ÉTUDE DES CENSEURS MÉDIATIQUES AU TRAVERS DU CAS LIBRE/FINANCITÉ

Ce ne sont pas les fourmis qui portent à la reine les denrées qu’elles ont trouvées sur leur chemin qui seront les plus propices à le rebrousser et décider de faire autre chose que de nourrir le chef. 

Il en est de même parmi la gent humaine : la plupart étant enchaînés à ce qu’ils ont fini souvent par considérer comme leurs responsabilités, ils ne sont pas prêts à reconnaître que leur chemin est continuellement balisé et qu’il serait temps d’emprunter les voies hors des sentiers battus. En disant « choisir » de ne pas faire autrement, alors qu’un long travail d’aliénation se dissimule derrière leur choix, ils entérinent leur servitude volontaire. 

C’est le panoptique de Bentham : persuadés d’être regardés en permanence par les gardiens (les chefs), les prisonniers en viennent à intégrer ce regard et à anticiper les réponses à donner : ils s’auto-surveillent. Et pour ne pas rendre cette situation mentalement intenable, les plus malléables en viennent à se persuader que cette surveillance de soi-même est tout à fait volontaire et constitutive de leur personne, « oubliant » le contrôle externe et se croyant désormais libre. Les autres, par contre, ceux qui ne sont pas encore — totalement — embrigadés (dont nous faisons à différents niveaux partie), quand ils sont au contact des fourmis dressées, risquent toujours de commettre des « erreurs », c’est-à-dire de ne pas répondre aux besoins et désirs du chef que les fourmis domestiquées connaissent implicitement et ont fait leur. Encore animés par une envie de liberté, certains prennent le dessus sur les intérêts et refusent la vile servitude.

+--

[CONSIGNES]
[1] Dans l'extrait fourni, quel dispositif sert à illustrer l'auto-surveillance des prisonniers ?
[2] Résumez l'extrait fourni en deux phrases.
[3] Recopiez fidèlement le passage de l'extrait fourni qui commence par « ÉTUDE DES CENSEURS » et se termine par « leur servitude volontaire. ».

[INFORMATIONS FOURNIES]
+--

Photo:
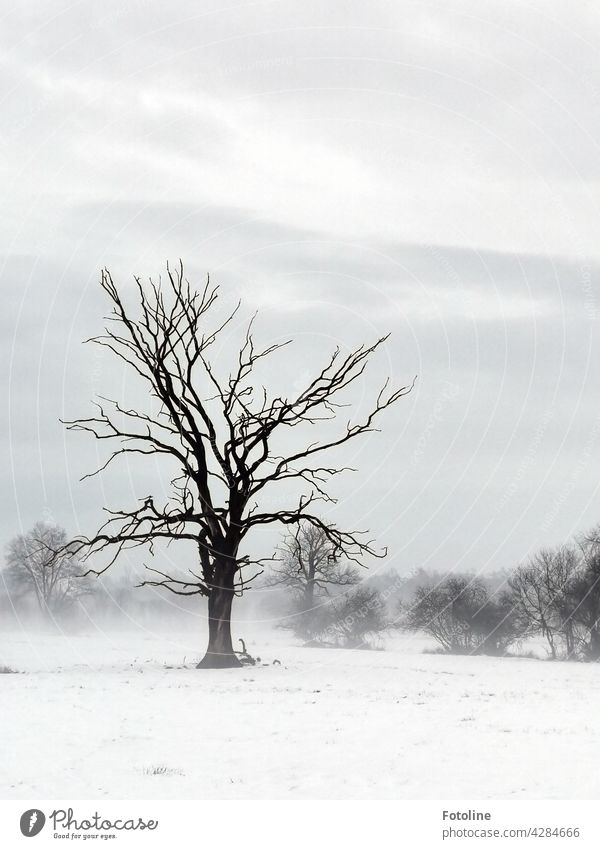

+--

[RÉPONSES PAR CONSIGNE]
[1] Le panoptique de Bentham.

[2] Comme les fourmis qui portent leurs denrées à la reine, la plupart des humains, enchaînés à ce qu'ils considèrent comme leurs responsabilités, ne sont pas prêts à quitter les sentiers battus et entérinent ainsi leur servitude volontaire. Selon le panoptique de Bentham, les prisonniers intègrent le regard des gardiens et s'auto-surveillent, tandis que ceux qui ne sont pas totalement embrigadés risquent de commettre des « erreurs », et certains d'entre eux refusent la servitude.

[3]
ÉTUDE DES CENSEURS MÉDIATIQUES AU TRAVERS DU CAS LIBRE/FINANCITÉ

Ce ne sont pas les fourmis qui portent à la reine les denrées qu’elles ont trouvées sur leur chemin qui seront les plus propices à le rebrousser et décider de faire autre chose que de nourrir le chef. 

Il en est de même parmi la gent humaine : la plupart étant enchaînés à ce qu’ils ont fini souvent par considérer comme leurs responsabilités, ils ne sont pas prêts à reconnaître que leur chemin est continuellement balisé et qu’il serait temps d’emprunter les voies hors des sentiers battus. En disant « choisir » de ne pas faire autrement, alors qu’un long travail d’aliénation se dissimule derrière leur choix, ils entérinent leur servitude volontaire.